- Work instruction -
All lines from the opening of the data to the line containing "Where within the image shown above has the roofline" must be returned unchanged, and only those lines.

─── Listed entries ───

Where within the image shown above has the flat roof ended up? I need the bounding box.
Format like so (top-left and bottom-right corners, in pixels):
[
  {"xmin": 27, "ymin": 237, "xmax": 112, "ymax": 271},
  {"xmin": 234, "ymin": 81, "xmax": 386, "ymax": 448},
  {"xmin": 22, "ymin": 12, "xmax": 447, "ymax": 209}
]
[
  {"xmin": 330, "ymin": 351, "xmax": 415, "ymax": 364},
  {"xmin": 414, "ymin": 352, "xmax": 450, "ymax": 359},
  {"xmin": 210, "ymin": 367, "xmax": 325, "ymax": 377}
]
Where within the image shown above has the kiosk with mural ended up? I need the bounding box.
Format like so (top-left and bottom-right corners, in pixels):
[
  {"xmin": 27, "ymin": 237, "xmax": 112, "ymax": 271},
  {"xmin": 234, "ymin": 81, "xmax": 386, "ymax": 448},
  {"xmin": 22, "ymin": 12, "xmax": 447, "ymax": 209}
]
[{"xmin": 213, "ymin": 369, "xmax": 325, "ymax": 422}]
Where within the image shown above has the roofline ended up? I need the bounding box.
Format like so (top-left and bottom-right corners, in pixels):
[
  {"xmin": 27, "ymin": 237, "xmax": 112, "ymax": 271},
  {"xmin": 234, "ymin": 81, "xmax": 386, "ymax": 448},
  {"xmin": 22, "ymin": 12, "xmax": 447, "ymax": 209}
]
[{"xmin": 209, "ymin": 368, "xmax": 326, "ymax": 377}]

───

- Written response -
Where within the image shown above has the flat roof ended up? I need the bounding box.
Format like so (top-left and bottom-right corners, in pixels):
[
  {"xmin": 27, "ymin": 237, "xmax": 112, "ymax": 271},
  {"xmin": 234, "ymin": 81, "xmax": 386, "ymax": 448},
  {"xmin": 22, "ymin": 12, "xmax": 447, "ymax": 209}
]
[
  {"xmin": 330, "ymin": 351, "xmax": 415, "ymax": 364},
  {"xmin": 414, "ymin": 352, "xmax": 450, "ymax": 359},
  {"xmin": 210, "ymin": 367, "xmax": 325, "ymax": 377}
]
Where within the image shown above has the kiosk with mural ended up? I need the bounding box.
Format like so (top-left and bottom-right corners, in pixels):
[
  {"xmin": 27, "ymin": 237, "xmax": 112, "ymax": 271},
  {"xmin": 234, "ymin": 81, "xmax": 386, "ymax": 448},
  {"xmin": 22, "ymin": 12, "xmax": 447, "ymax": 209}
]
[{"xmin": 213, "ymin": 369, "xmax": 325, "ymax": 422}]
Where within the image shown above has the roofline ended up? I need the bounding box.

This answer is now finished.